▶ [PAGE TEXT]
----------------
Configure Vector DB

Overview

AutoRAG supports connection to multiple Vector Databases. This document outlines how to configure them.

Supported Vector Databases

  • Chroma (requires a link for setup)

  • Milvus

Usage

Configure your Vector DBs in the YAML file as shown below. For more detailed information on YAML file syntax, please refer to here.

vectordb:
  - name: openai_embed_3_small
    db_type: chroma
    client_type: persistent
    embedding_model: openai_embed_3_small
    collection_name: openai_embed_3_small
    path: ${PROJECT_DIR}/resources/chroma
  - name: openai_embed_3_large
    db_type: milvus
    embedding_model: openai_embed_3_large
    collection_name: openai_embed_3_large
    uri: ${MILVUS_URI}
    token: ${MILVUS_TOKEN}
    embedding_batch: 50

In this example, we’ve configured two vector databases:

  1. The first uses the openai_embed_3_small model with Chroma. Chroma with a persistent client allows for simple local vector database usage.

  2. The second uses Milvus. By providing the appropriate URI and token, you can access a remote Milvus instance. And it uses openai_embed_3_large as the embedding model.

For specific parameters and detailed configuration options, please refer to the respective documentation for each vector database.

Full Ingest Option

The full_ingest option is crucial when using vector databases. By default, it’s set to True. However, if your corpus is particularly large, it’s recommended to set it to False.

When full_ingest is True, the system verifies that all IDs in the corpus.parquet file are properly stored in the vector database. This can be time-consuming and expensive for large datasets.

If set to False, the system only checks for the existence of IDs from the retrieval_gt in the QA data for each vector DB. This check cannot be disabled as the QA data is typically much smaller than the corpus, and crucial for successful trail on AutoRAG.

To set full_ingest to False, use one of the following methods:

Command Line

autorag evaluate --config your/path/to/default_config.yaml --qa_data_path your/path/to/qa.parquet --corpus_data_path your/path/to/corpus.parquet --project_dir ./your/project/directory --full_ingest False

Python Code

from autorag.evaluator import Evaluator

evaluator = Evaluator(qa_data_path='your/path/to/qa.parquet', corpus_data_path='your/path/to/corpus.parquet',
                      project_dir='your/path/to/project_directory')
----------------
▶ [APPLY WHAT YOU READ]
- A) From the vector database configuration page, echo the passage that opens with "Configure Vector DB" and closes with "link for setup)".
- B) On the vector database configuration page, what is the default setting of the full_ingest option?

▶ [DATA EXTRACT]
----------------
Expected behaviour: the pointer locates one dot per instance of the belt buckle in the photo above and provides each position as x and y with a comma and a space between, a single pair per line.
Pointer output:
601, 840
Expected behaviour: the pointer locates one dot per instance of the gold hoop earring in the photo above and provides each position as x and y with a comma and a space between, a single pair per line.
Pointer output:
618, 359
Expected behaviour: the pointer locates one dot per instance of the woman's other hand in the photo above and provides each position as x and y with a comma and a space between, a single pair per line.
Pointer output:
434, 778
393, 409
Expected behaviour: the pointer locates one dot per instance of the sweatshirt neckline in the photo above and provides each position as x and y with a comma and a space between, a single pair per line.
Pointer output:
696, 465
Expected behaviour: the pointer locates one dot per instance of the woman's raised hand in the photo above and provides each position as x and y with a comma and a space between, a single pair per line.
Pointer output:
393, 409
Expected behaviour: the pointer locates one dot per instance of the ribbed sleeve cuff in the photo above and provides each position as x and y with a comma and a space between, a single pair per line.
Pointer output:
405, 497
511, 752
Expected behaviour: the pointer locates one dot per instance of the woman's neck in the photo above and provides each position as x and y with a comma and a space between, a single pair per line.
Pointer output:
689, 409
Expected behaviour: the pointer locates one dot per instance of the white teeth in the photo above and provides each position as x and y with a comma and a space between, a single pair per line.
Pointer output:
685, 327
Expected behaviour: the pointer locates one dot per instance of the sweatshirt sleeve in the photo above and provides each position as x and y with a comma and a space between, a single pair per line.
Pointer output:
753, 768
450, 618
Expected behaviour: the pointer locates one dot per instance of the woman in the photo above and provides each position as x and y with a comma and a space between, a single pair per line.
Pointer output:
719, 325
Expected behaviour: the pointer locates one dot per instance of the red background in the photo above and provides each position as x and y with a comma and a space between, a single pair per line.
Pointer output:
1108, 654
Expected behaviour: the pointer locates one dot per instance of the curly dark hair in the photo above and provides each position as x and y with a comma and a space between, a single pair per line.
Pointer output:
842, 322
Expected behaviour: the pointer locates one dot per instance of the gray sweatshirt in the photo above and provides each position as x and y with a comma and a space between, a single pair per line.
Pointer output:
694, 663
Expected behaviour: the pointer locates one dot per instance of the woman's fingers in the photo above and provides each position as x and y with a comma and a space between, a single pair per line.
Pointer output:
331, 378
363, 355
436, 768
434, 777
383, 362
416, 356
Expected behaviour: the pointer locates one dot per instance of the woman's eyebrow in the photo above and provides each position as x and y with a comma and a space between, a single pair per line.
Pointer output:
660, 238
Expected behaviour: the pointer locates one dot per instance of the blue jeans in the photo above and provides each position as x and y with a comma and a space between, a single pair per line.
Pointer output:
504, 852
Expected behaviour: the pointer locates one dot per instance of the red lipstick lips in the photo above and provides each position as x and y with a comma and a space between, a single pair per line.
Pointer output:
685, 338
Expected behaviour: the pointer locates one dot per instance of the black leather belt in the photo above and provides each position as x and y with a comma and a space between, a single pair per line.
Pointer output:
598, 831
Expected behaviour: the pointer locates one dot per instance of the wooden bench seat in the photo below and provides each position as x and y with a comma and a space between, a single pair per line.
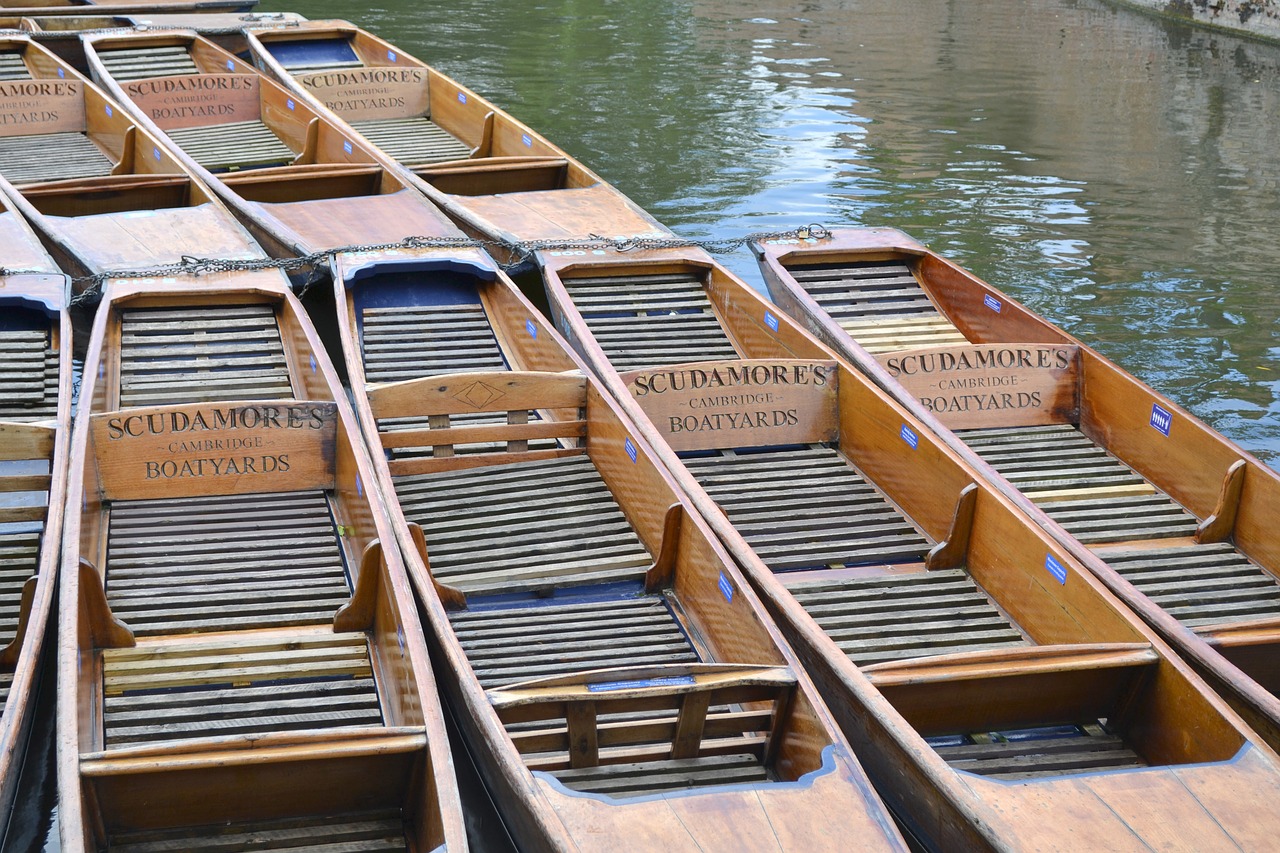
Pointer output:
362, 833
520, 643
880, 304
428, 340
233, 684
141, 63
522, 525
51, 156
1202, 585
414, 140
12, 67
224, 562
895, 616
807, 507
1093, 495
233, 146
201, 355
650, 320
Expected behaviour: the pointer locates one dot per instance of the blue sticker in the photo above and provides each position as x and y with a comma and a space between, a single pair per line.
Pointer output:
670, 680
1161, 419
1055, 568
726, 587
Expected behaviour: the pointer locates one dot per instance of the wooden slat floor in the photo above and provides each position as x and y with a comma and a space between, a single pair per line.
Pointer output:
371, 833
51, 156
141, 63
881, 305
201, 355
19, 560
525, 525
1093, 495
414, 140
12, 67
233, 146
807, 507
225, 562
896, 616
650, 320
1201, 584
1056, 752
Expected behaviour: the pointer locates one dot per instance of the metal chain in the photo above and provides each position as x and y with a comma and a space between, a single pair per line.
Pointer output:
519, 251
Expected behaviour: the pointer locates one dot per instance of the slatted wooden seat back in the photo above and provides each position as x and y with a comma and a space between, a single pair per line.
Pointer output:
414, 140
880, 304
650, 320
28, 374
807, 507
627, 731
1089, 492
12, 67
201, 354
24, 483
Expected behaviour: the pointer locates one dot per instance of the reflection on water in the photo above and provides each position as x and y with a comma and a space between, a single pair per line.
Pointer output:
1115, 172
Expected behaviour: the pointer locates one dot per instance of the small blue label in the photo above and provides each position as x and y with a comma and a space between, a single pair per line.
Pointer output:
670, 680
1161, 419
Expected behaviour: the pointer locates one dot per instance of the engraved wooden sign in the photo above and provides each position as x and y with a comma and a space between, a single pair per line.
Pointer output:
359, 94
193, 100
30, 106
215, 448
739, 404
991, 384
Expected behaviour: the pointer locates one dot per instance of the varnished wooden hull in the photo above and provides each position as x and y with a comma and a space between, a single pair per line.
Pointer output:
35, 441
1233, 639
456, 324
252, 665
494, 176
909, 684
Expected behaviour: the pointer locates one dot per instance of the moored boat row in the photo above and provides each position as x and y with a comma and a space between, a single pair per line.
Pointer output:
600, 528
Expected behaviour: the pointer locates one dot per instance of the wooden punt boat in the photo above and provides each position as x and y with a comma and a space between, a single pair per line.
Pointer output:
301, 183
617, 679
103, 192
1174, 518
241, 664
493, 174
35, 438
62, 33
999, 696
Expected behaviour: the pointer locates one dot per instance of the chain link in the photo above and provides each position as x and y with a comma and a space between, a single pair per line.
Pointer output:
517, 251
----------------
▶ [EXPECTED RESPONSES]
- A)
Configure Vector DB

Overview

AutoRAG supports connection to multiple Vector Databases. This document outlines how to configure them.

Supported Vector Databases

  • Chroma (requires a link for setup)

- B) True.